[Records from a data source]

------------------------------

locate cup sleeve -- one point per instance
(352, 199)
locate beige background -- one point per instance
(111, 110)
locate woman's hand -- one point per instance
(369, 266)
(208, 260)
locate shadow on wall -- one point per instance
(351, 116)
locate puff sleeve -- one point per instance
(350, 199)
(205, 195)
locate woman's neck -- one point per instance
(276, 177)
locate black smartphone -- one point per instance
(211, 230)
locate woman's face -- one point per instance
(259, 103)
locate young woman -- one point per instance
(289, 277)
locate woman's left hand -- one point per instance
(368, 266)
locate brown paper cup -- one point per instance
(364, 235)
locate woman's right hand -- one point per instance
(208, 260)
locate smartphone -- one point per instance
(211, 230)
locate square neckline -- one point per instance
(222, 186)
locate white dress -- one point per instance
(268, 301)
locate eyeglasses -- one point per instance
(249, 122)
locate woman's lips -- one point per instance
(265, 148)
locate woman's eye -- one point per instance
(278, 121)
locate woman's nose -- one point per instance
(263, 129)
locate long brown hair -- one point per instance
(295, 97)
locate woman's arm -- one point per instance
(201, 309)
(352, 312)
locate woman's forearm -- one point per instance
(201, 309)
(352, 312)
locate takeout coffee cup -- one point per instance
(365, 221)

------------------------------

Copy the records word for word, starting at the line that contains "locate woman's eye -- one point per instance" and continuing through the final line of the records, with both ends included.

Full solution:
locate woman's eye -- one point per instance
(278, 121)
locate woman's nose -- one point per instance
(263, 129)
locate long brown hair -- one point per instance
(295, 97)
locate woman's arm -- one point per instance
(201, 309)
(352, 312)
locate woman's forearm -- one point per instance
(201, 309)
(352, 312)
locate takeout coffee cup -- one point per instance
(365, 221)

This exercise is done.